Short exercise - Copy out the material below in full, but not its images.

Entries -

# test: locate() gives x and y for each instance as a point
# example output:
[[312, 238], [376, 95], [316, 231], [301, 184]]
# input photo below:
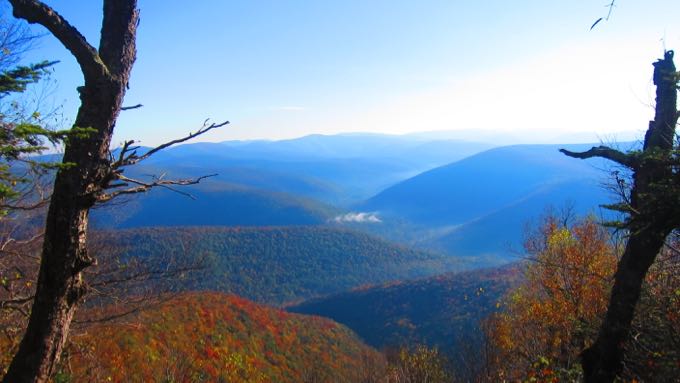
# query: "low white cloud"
[[360, 217], [288, 108]]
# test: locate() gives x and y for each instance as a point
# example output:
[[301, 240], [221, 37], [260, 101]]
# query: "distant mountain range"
[[480, 205], [456, 197], [443, 311], [274, 265]]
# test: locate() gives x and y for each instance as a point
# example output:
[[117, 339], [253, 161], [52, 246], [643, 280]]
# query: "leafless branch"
[[605, 152], [145, 186], [128, 155], [131, 107], [35, 11]]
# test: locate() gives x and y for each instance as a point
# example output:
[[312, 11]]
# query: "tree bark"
[[655, 213], [60, 285]]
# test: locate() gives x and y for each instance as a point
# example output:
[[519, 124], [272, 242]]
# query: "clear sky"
[[287, 68]]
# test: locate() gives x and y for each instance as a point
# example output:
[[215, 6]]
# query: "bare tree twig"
[[605, 152]]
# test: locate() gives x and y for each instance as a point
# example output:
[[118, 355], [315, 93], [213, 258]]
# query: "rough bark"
[[654, 214], [60, 286]]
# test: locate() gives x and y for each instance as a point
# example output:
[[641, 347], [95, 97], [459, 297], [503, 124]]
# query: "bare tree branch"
[[131, 107], [36, 12], [145, 186], [605, 152]]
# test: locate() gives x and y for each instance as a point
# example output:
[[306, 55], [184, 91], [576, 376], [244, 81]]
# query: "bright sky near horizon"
[[287, 68]]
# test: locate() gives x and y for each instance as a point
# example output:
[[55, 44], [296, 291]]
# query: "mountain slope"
[[443, 311], [481, 204], [212, 203], [217, 337], [276, 264], [335, 169]]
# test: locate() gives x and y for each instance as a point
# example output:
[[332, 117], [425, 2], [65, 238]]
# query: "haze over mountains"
[[456, 197], [383, 234]]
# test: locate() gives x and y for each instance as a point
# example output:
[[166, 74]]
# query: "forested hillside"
[[443, 311], [480, 205], [276, 264], [211, 337]]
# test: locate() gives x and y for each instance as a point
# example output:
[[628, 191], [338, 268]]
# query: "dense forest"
[[273, 265], [350, 257]]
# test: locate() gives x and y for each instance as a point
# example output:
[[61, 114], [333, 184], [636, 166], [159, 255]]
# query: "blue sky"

Finished answer -
# test: locate() gives x and y for each instance as a point
# example output:
[[312, 238], [376, 95], [316, 231], [301, 184]]
# input photo below:
# query: "low white cloud"
[[360, 217], [288, 108]]
# test: locate() gives x and y for each instance as a point
# example output:
[[301, 240], [221, 37], [260, 101]]
# query: "distant mountain range"
[[480, 205], [456, 197], [443, 311], [274, 265]]
# test: locate() gives x and y for each instance as a point
# example output:
[[117, 339], [253, 161], [52, 246], [643, 280]]
# query: "leafless branch"
[[605, 152], [145, 186], [128, 155], [131, 107], [35, 11]]
# test: locate() gives x and y for each instance as a point
# example output:
[[312, 11]]
# query: "tree bark"
[[655, 213], [60, 285]]
# test: locate() gives x and y for each instance as a point
# example output:
[[519, 124], [272, 242]]
# query: "clear sky"
[[287, 68]]
# test: locate() gives x and y for each instance as a point
# example output:
[[215, 6]]
# query: "bare tree twig"
[[605, 152]]
# test: locate() gives x and y for each instance as a point
# example output:
[[118, 355], [315, 93], [213, 258]]
# query: "rough bark"
[[654, 214], [60, 286]]
# test: locate() gives x and y for each instance as a point
# example output:
[[641, 347], [95, 97], [459, 297], [503, 124]]
# query: "bare tree branch"
[[131, 107], [36, 12], [145, 186], [605, 152]]
# test: locate() gives x and y for each instance as a point
# example output:
[[306, 55], [184, 91], [576, 376], [244, 81]]
# query: "bright sky near horizon"
[[287, 68]]
# test: locate() gives x and y for each instance as a point
# example output:
[[55, 44], [296, 291]]
# query: "mountain slope"
[[443, 311], [481, 204], [212, 203], [217, 337], [276, 264], [335, 169]]
# test: locate() gives x and y for each instance as a point
# example output:
[[332, 117], [425, 2], [65, 238]]
# query: "haze over mountains"
[[456, 197], [383, 234]]
# test: locate() gives x and y for each instance as a point
# example output:
[[166, 74]]
# query: "forested hillside"
[[443, 311], [480, 205], [276, 264], [211, 337]]
# test: locate() gives x and y for each instance as a point
# example output:
[[628, 191], [338, 268]]
# query: "dense forest"
[[273, 265], [350, 257]]
# test: locate() gives x and y for each instance as a point
# example output:
[[61, 114], [333, 184], [636, 166], [159, 255]]
# query: "blue sky"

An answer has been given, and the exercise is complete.